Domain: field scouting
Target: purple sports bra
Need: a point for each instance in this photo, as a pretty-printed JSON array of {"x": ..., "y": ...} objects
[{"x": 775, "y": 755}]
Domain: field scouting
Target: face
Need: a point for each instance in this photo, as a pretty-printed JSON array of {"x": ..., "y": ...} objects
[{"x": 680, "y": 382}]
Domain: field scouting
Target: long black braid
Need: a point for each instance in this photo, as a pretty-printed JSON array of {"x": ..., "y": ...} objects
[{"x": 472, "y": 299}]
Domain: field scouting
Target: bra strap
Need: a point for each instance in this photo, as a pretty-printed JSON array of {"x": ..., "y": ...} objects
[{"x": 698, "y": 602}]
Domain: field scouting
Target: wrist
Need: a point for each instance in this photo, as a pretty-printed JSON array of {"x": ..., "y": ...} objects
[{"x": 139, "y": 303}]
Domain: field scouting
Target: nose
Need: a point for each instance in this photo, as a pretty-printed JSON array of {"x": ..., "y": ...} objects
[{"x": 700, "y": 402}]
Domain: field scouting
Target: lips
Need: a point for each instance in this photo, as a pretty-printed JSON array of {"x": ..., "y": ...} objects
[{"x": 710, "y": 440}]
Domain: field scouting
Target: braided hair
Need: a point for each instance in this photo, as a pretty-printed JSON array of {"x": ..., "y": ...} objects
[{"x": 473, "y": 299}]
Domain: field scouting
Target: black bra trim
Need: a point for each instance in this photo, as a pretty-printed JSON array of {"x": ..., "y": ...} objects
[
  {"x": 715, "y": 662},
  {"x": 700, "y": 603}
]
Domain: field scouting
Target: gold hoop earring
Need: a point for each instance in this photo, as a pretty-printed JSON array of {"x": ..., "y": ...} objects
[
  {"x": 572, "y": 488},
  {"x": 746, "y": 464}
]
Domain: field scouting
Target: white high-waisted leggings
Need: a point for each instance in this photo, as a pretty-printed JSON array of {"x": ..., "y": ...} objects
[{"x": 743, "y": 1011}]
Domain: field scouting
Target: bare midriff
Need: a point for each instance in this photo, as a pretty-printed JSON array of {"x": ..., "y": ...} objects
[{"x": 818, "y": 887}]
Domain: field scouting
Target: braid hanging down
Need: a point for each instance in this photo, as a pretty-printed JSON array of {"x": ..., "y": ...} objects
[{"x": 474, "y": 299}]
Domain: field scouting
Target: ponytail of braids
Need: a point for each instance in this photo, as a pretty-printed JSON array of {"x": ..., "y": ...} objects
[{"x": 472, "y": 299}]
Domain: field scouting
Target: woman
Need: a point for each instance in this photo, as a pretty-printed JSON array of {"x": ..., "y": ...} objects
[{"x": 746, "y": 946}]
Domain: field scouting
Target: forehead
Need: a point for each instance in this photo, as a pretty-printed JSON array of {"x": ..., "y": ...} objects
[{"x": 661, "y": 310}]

____

▸ GOAL OF THE EXERCISE: Output the entries verbatim.

▸ OUTPUT OF THE TASK:
Domain: field scouting
Target: purple sports bra
Need: a point for each instance in this photo, as a pretty-printed JSON array of {"x": ..., "y": ...} objects
[{"x": 775, "y": 755}]
Domain: field scouting
Target: face
Need: a point for each instance in this photo, as a pretty-printed JSON array of {"x": ..., "y": ...} objects
[{"x": 680, "y": 382}]
Domain: field scouting
Target: long black braid
Need: a point for each instance in this photo, as a pretty-printed JSON array of {"x": ..., "y": ...} objects
[{"x": 472, "y": 299}]
Domain: field scouting
Target: bra strap
Need: a point for each instance in this photo, as a pretty-printed JSON array of {"x": ..., "y": ...} objects
[{"x": 698, "y": 602}]
Domain: field scouting
Target: wrist
Need: a point for each instance in this photo, as a pretty-printed JSON array of {"x": ..., "y": ...} objects
[{"x": 139, "y": 303}]
Domain: field scouting
Target: nose
Need: a point for each instance in this photo, as a pretty-printed JSON array of {"x": ..., "y": ...} objects
[{"x": 700, "y": 402}]
Domain: field scouting
Target: lips
Need: a point for each instance in this photo, as a pretty-printed JSON array of {"x": ..., "y": ...} objects
[{"x": 710, "y": 440}]
Domain: field scouting
Target: braided hair
Need: a point for each instance in this photo, as a pretty-printed JSON array of {"x": ..., "y": ...} objects
[{"x": 473, "y": 299}]
Domain: field scouting
Target: black bra trim
Need: a point for each instance in this photo, as a pretty-printed JSON array of {"x": ..., "y": ...} objects
[
  {"x": 715, "y": 662},
  {"x": 700, "y": 603}
]
Domain: field scouting
Target: gold hoop earring
Need: a point for each instance in this photo, as a pretty-printed JSON array of {"x": ..., "y": ...} objects
[
  {"x": 572, "y": 488},
  {"x": 746, "y": 464}
]
Domain: field scouting
Target: white high-waisted leggings
Need: a point for each instance in this photo, as a pretty-printed JSON array of {"x": ..., "y": ...} objects
[{"x": 743, "y": 1011}]
Domain: field scouting
Target: bare midriff
Need: a point for each instance in this photo, as a pretty-printed JSON array of {"x": ..., "y": ...} objects
[{"x": 818, "y": 887}]
Domain: field scouting
Target: braid hanging down
Need: a point for each instance in this photo, as a pretty-printed JSON array of {"x": ..., "y": ...} objects
[{"x": 474, "y": 299}]
Domain: field scouting
Target: ponytail of braids
Need: a point for each instance in this photo, as a pretty-printed JSON array of {"x": ..., "y": ...} objects
[{"x": 472, "y": 299}]
Domain: field scouting
Target: woman
Need: a point for each instance in this photo, as a pretty-printed JSON array of {"x": ..., "y": ...} objects
[{"x": 746, "y": 946}]
Domain: field scouting
Target: forehead
Need: a point for each instance in this photo, as a pretty-printed JSON array of {"x": ..., "y": ...} objects
[{"x": 661, "y": 310}]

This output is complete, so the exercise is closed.